» **Tareas por resolver**:
1 - Extrae del texto sobre el rey David el fragmento que comienza en "Él se considera" y termina en "reino de Saúl.".
2 - Traduce al inglés esta oración del texto sobre el rey David: "David supo situarse, con dificultad, al margen de estas enemistades."

» **Texto para revisar**:
Más al norte, en las colinas de Efraím, reinaba Saúl, el primer rey de Israel. Junto al mar, al oeste, habitaba un pueblo más poderoso, llegado en barcos desde Grecia: los filisteos. Saúl y los filisteos eran enemigos: estos pueblos del mar acabarán con la vida del rey y de su heredero en la batalla de Gelboé, muy cerca del monte Tabor.

David supo situarse, con dificultad, al margen de estas enemistades. Con el tiempo, cuando la descendencia de Saúl va desapareciendo, los ancianos de las tribus de Israel se dirigen a Judá, a Hebrón, la capital de David, para proponerle ser rey de los antiguos territorios de Saúl. David acepta. Las tribus y el antiguo pastor hacen un pacto, en presencia de Dios.

Más tarde, David conquista una ciudad cananea, situada entre los dos territorios  que gobierna, y la convierte en capital de su nuevo reino: Jerusalén. El hijo de Jesé está construyendo un país, un reino: está uniendo un pueblo bajo su gobierno.

Él se considera heredero de las antiguas promesas del Dios de Israel, el de Moisés, el que había sacado a un pueblo esclavo de Egipto y lo había traído a la tierra prometida. Para ratificar esa herencia, el rey toma el arca de la alianza, símbolo del pueblo y de su religiosidad, y la traslada a su nueva capital. No tuvo tiempo de contruirle una casa, un templo: lo hará su hijo Salomón.

Una realidad que no existía

David llegó a ser rey de una realidad que no existía antes que él, consiguió crear un pueblo unido en torno a su figura, en torno a Jerusalén y el arca de Dios.

En este camino de ascenso hubo astucia y buen hacer, hubo pactos, hubo inteligencia y capacidad de espera. David no conquistó su reinado sobre Israel: le fue ofrecido por los ancianos y se comprometió con un pacto. De hecho, su nieto Roboam rompió ese pacto y perdió el gobierno de las tribus del antiguo reino de Saúl.

Debajo de toda esta historia de luchas, valentía y tratados, David y los que escribieron su historia supieron ver la mano de Dios. A David no le hicieron rey los ancianos de Israel, tampoco sus capacidades de estratega militar o su prudencia política: cuando aún era pastor en los campos de Belén, un profeta le vino al encuentro con un cuerno cargado de aceite. Samuel, el profeta, venía a ungirlo en nombre de Dios para el futuro. Sus esfuerzos y luchas, por tanto, fueron una “historia ungida” en la que Dios actuaba desde el fondo y desde el origen.

» **Datos**:
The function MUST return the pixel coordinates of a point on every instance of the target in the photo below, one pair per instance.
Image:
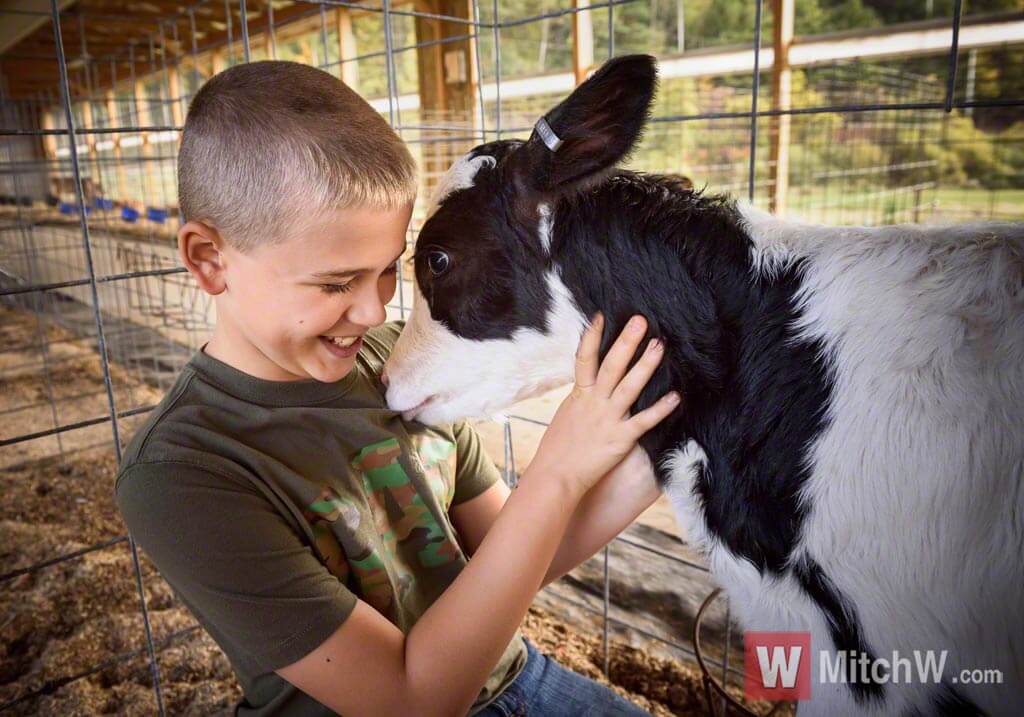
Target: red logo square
(777, 665)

» **Respuestas**:
1 -
Él se considera heredero de las antiguas promesas del Dios de Israel, el de Moisés, el que había sacado a un pueblo esclavo de Egipto y lo había traído a la tierra prometida. Para ratificar esa herencia, el rey toma el arca de la alianza, símbolo del pueblo y de su religiosidad, y la traslada a su nueva capital. No tuvo tiempo de contruirle una casa, un templo: lo hará su hijo Salomón.

Una realidad que no existía

David llegó a ser rey de una realidad que no existía antes que él, consiguió crear un pueblo unido en torno a su figura, en torno a Jerusalén y el arca de Dios.

En este camino de ascenso hubo astucia y buen hacer, hubo pactos, hubo inteligencia y capacidad de espera. David no conquistó su reinado sobre Israel: le fue ofrecido por los ancianos y se comprometió con un pacto. De hecho, su nieto Roboam rompió ese pacto y perdió el gobierno de las tribus del antiguo reino de Saúl.

2 - David managed, with difficulty, to keep himself apart from these hostilities.